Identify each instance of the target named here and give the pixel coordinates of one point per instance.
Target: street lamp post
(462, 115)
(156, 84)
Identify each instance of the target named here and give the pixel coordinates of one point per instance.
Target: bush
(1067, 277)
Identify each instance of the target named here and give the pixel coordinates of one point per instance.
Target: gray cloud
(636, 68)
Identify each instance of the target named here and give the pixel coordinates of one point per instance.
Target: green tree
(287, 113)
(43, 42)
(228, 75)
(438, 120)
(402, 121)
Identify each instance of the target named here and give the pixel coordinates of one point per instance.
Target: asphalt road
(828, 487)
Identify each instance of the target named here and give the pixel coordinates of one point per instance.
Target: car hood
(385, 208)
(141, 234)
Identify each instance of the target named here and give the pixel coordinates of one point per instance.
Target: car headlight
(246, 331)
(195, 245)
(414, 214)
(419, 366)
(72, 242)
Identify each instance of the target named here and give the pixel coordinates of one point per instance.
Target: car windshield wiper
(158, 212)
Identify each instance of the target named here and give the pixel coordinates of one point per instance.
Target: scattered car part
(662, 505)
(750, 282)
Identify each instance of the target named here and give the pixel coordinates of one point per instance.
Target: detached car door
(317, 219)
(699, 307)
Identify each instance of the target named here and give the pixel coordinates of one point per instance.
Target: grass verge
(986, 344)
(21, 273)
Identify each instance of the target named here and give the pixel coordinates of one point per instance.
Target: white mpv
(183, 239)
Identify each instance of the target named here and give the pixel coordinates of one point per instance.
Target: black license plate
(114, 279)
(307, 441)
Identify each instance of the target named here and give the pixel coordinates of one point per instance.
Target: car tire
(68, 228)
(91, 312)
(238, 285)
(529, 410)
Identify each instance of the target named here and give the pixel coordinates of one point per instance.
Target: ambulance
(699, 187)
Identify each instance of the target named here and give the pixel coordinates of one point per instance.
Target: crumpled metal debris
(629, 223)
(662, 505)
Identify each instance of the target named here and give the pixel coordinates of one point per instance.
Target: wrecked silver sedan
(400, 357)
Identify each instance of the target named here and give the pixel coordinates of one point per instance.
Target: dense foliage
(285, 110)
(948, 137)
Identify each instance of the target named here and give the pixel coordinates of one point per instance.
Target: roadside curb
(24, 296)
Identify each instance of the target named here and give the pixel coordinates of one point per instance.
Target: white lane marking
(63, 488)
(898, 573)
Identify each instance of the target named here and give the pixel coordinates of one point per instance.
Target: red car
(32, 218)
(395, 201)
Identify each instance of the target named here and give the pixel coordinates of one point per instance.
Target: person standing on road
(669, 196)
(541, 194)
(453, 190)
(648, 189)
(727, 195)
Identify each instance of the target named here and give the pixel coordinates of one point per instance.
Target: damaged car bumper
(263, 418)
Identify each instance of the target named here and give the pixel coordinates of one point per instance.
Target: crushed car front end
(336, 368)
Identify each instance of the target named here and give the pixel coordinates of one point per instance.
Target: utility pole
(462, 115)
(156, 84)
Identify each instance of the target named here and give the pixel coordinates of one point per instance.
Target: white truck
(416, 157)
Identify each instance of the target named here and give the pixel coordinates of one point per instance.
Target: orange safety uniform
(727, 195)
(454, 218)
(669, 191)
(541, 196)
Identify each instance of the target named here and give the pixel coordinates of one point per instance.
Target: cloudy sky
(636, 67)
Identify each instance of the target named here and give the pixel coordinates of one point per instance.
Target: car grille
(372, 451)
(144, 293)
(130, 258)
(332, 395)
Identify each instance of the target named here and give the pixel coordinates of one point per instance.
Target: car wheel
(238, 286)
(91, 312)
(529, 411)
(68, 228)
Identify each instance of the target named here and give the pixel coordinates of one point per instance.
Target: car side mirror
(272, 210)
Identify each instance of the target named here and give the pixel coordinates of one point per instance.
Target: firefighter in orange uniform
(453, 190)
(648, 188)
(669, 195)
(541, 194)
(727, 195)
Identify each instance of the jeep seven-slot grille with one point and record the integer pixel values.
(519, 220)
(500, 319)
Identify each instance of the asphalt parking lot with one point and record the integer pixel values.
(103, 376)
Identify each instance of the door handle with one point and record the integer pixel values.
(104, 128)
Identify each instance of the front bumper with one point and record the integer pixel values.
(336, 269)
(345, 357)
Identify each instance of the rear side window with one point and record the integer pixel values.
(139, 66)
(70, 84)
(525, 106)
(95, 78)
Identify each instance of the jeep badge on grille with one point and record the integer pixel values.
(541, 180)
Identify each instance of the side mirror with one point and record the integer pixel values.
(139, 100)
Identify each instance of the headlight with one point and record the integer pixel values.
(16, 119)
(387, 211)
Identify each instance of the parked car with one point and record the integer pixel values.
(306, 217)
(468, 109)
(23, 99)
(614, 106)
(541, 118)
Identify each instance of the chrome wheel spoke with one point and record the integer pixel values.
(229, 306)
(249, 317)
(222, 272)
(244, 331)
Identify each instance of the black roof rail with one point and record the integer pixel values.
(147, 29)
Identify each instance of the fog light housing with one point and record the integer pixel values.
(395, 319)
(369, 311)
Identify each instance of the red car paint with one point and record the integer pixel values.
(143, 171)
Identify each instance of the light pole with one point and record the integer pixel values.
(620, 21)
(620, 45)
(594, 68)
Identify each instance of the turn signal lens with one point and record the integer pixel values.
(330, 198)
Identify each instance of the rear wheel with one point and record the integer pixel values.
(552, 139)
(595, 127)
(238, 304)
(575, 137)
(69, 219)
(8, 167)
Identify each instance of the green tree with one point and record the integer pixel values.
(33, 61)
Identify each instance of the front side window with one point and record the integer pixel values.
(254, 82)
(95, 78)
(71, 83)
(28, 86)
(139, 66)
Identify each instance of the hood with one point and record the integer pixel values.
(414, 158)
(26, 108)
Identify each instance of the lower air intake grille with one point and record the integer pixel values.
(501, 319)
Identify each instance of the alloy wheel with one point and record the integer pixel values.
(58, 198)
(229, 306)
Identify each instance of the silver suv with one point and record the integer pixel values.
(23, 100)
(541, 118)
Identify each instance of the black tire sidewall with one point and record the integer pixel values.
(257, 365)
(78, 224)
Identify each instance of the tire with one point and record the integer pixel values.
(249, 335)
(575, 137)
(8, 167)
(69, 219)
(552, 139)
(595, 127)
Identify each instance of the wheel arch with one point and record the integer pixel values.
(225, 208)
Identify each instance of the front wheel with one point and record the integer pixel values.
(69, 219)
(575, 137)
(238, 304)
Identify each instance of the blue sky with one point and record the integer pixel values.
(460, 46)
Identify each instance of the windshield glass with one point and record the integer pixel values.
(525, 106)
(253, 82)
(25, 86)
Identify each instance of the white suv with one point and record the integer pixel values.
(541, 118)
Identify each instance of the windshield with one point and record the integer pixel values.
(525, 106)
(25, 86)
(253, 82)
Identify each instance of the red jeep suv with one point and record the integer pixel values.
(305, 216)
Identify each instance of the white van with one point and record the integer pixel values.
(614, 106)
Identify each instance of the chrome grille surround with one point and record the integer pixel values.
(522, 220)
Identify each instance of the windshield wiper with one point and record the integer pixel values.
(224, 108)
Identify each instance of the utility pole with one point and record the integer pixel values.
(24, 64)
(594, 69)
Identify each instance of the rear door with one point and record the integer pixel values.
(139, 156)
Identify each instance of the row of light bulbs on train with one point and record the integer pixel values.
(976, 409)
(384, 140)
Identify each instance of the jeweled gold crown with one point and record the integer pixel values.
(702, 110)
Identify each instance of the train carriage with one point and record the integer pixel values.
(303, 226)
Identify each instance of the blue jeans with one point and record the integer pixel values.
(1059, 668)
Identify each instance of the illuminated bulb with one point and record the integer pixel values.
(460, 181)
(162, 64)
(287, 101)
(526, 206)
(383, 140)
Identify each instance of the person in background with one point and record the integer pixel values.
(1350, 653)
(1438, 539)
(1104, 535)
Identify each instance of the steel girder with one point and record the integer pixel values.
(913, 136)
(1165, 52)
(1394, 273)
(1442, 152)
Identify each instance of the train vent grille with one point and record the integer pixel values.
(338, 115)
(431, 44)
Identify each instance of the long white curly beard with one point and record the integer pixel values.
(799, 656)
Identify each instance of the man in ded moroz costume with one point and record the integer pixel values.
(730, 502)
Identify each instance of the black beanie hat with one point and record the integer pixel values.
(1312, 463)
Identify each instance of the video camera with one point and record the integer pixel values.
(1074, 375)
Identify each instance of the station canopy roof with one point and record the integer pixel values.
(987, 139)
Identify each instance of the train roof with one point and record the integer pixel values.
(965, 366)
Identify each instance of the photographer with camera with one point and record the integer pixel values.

+ + +

» **Exercise description**
Rewrite everything from the start of the records down to and including the line containing "(1067, 277)" as a Markdown table with two columns, Index and Content. Each non-blank line gets its own numbered row.

» **Expected answer**
| Index | Content |
|---|---|
| 1 | Identify each instance of the target named here and give the pixel coordinates of one point per instance. |
| 2 | Target: street lamp post |
| 3 | (462, 115) |
| 4 | (156, 84) |
| 5 | Identify each instance of the target named here and give the pixel coordinates of one point per instance. |
| 6 | Target: bush |
| 7 | (1067, 277) |